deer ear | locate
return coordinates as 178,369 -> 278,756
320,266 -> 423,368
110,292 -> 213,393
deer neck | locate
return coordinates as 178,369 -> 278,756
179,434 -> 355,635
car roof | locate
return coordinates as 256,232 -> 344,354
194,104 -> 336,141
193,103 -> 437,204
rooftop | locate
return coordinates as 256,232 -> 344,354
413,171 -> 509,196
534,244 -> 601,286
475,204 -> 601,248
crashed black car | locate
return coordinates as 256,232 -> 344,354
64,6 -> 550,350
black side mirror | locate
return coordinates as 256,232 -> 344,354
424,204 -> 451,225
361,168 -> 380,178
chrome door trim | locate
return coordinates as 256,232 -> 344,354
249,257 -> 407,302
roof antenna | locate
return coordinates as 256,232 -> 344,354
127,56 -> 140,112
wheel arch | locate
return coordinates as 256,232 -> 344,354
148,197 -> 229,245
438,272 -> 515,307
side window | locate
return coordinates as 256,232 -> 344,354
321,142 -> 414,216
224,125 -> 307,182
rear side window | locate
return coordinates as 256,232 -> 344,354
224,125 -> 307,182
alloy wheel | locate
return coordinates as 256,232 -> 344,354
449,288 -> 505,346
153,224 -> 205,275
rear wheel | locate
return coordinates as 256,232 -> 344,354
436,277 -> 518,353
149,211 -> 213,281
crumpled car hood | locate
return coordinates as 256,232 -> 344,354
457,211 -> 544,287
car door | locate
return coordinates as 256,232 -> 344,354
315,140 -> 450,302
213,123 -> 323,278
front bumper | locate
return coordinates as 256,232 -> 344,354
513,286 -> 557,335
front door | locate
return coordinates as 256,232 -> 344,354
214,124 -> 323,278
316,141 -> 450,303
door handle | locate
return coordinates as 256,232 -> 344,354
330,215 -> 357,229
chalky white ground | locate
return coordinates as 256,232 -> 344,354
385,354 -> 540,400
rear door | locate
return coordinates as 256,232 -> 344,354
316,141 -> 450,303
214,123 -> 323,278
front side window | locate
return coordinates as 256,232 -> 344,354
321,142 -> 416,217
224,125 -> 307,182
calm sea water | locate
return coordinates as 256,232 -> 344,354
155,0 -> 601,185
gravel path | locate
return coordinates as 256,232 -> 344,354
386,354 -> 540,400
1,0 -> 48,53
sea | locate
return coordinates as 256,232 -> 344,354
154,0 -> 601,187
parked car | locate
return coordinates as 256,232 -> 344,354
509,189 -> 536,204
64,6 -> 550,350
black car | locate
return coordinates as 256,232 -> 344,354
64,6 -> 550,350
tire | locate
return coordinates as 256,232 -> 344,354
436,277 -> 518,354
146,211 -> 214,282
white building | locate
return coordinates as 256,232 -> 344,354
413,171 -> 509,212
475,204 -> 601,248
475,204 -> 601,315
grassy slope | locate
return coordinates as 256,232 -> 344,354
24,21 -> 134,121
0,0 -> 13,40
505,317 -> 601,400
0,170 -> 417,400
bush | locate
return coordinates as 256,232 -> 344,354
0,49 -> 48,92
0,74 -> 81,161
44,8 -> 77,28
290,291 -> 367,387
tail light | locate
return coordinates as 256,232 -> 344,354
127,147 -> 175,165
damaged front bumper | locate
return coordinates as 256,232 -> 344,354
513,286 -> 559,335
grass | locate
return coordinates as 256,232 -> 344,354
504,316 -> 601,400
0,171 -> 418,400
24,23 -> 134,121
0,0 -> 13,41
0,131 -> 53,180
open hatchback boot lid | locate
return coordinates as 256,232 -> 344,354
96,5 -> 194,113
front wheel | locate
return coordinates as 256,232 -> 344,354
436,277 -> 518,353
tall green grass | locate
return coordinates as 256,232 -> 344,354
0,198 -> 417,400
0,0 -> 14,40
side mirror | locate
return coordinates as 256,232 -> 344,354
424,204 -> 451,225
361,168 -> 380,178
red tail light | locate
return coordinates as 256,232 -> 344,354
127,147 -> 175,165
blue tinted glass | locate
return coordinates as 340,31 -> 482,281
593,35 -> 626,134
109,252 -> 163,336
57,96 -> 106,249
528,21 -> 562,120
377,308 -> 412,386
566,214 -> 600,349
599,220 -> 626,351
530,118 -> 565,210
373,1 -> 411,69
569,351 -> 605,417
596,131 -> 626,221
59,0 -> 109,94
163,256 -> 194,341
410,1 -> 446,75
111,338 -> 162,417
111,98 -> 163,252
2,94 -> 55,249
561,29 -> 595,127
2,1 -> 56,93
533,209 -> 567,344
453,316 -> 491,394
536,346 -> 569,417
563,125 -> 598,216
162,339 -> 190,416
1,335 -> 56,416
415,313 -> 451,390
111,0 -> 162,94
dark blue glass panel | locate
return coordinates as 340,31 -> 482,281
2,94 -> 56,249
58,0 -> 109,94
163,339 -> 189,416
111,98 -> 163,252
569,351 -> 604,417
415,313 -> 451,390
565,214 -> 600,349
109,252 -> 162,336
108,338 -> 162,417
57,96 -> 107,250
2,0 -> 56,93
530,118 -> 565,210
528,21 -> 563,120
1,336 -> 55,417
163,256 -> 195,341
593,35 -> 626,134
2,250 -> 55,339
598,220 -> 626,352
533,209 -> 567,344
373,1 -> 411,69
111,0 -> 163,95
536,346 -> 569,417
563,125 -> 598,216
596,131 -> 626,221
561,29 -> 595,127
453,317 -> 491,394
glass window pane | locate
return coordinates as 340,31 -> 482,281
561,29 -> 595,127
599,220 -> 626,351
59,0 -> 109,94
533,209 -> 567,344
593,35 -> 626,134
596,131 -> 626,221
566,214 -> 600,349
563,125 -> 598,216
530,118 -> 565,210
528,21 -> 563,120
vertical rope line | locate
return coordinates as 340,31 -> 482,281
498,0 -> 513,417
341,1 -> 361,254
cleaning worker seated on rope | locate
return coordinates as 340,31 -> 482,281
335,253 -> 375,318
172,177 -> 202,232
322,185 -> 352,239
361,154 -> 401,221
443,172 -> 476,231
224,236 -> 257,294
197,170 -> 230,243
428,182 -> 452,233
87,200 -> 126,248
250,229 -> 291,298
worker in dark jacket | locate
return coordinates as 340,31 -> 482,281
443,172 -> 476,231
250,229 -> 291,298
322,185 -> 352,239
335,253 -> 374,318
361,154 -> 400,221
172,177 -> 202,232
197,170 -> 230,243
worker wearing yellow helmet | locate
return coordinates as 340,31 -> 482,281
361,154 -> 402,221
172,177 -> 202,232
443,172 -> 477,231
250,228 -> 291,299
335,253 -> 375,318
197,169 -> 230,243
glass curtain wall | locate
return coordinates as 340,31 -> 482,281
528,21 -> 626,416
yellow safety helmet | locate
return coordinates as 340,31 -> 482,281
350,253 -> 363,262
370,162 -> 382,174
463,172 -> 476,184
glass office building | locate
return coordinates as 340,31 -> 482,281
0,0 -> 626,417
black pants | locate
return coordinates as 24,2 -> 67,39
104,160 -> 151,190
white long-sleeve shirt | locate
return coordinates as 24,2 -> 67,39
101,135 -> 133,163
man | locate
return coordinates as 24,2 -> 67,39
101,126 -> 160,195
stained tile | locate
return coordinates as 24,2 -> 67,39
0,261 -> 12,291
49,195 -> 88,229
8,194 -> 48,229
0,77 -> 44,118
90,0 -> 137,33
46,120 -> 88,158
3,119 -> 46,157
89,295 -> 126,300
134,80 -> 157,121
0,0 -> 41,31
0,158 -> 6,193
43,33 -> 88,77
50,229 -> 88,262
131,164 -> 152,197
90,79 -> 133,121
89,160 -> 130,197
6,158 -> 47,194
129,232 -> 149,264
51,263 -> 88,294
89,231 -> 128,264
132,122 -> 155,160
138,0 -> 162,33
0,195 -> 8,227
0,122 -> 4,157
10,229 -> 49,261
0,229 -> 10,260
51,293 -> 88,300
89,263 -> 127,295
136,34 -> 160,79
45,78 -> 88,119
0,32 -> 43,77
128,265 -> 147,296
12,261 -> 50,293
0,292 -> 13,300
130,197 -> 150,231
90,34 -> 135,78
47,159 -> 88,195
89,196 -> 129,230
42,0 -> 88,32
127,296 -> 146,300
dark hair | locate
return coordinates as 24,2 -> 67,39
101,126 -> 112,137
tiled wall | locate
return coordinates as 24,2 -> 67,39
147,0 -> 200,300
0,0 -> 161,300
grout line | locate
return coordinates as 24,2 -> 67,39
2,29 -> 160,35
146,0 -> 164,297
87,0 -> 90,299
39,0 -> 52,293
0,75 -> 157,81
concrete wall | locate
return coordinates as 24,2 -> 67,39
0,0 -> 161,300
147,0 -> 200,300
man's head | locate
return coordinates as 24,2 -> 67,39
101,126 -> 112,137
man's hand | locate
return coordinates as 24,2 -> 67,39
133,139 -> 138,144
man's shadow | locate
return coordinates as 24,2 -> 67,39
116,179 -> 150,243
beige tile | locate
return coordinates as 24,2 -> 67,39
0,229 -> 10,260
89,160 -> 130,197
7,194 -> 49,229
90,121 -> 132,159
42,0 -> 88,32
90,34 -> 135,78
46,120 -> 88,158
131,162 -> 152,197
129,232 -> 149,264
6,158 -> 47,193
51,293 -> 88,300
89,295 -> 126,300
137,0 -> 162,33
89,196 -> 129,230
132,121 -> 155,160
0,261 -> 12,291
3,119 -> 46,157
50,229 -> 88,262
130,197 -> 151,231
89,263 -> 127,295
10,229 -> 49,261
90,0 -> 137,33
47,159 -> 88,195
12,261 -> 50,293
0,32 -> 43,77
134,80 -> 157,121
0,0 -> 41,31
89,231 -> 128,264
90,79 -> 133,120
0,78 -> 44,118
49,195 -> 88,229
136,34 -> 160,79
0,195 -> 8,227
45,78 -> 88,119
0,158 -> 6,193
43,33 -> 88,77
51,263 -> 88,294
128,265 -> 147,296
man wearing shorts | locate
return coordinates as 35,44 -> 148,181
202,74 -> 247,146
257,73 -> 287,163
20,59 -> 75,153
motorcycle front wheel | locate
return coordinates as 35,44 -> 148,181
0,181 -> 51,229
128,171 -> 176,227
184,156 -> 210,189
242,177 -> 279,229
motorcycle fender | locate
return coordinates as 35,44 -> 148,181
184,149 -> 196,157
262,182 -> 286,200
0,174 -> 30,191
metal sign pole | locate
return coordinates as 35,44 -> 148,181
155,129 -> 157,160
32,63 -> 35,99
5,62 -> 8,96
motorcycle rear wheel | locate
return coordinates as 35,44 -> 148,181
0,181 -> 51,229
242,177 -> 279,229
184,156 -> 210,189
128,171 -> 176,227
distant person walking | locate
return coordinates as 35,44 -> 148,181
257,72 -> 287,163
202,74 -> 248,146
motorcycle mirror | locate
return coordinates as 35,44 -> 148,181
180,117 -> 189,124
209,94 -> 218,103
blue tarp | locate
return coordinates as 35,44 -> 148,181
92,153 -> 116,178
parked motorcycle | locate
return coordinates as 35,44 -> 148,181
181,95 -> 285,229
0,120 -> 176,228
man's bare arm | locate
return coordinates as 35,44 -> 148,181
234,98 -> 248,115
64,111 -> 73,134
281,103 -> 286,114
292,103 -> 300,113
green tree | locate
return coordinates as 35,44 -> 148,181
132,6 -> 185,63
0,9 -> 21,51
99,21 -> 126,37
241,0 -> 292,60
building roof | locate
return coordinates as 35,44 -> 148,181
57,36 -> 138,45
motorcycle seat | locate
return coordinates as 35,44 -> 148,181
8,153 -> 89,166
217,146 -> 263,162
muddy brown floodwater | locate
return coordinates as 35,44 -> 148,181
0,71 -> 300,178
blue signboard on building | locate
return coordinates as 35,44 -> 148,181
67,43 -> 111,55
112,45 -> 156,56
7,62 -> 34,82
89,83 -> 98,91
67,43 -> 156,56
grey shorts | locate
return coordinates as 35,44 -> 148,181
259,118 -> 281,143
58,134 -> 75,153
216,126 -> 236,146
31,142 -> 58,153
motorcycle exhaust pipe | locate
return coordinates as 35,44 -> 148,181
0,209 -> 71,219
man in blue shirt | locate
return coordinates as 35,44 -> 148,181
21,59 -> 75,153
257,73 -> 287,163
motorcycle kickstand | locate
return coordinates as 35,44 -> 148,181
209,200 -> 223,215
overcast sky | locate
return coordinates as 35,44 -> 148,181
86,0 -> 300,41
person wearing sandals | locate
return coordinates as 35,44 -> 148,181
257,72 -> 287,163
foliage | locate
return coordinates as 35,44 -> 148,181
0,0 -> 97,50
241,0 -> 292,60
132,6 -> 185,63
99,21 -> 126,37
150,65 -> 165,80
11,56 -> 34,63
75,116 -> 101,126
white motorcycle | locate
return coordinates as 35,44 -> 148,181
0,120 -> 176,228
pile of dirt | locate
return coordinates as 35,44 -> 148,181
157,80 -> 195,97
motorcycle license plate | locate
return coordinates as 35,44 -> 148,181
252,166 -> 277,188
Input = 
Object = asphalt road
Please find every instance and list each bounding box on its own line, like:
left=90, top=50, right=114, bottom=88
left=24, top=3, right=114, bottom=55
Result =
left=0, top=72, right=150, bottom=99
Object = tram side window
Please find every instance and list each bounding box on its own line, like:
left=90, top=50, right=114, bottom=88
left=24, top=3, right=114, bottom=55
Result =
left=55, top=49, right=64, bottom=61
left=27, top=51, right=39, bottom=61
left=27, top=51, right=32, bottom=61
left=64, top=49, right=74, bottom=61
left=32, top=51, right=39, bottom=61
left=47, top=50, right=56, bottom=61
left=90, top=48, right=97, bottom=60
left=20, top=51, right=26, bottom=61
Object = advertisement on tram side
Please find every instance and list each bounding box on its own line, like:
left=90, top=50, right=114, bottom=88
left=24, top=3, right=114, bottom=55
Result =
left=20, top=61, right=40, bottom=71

**SHORT PROBLEM:**
Rewrite the material from the line containing "rear door | locate" through the line containing "154,0 -> 601,187", every line kept, shifting each answer coordinate by adding 60 to it. Leave all other numbers unchanged.

**REPLY TO THE EXERCISE:**
rear door | locate
return coordinates as 256,232 -> 344,354
376,201 -> 510,363
274,183 -> 383,338
front side window | locate
return coordinates as 256,232 -> 344,354
381,202 -> 476,277
284,185 -> 367,242
calm sea water | locate
return coordinates as 256,232 -> 344,354
215,60 -> 661,245
gravel path | locate
return coordinates as 256,232 -> 344,354
446,414 -> 600,460
61,60 -> 108,113
sea | locate
return coordinates as 256,232 -> 344,354
214,60 -> 661,247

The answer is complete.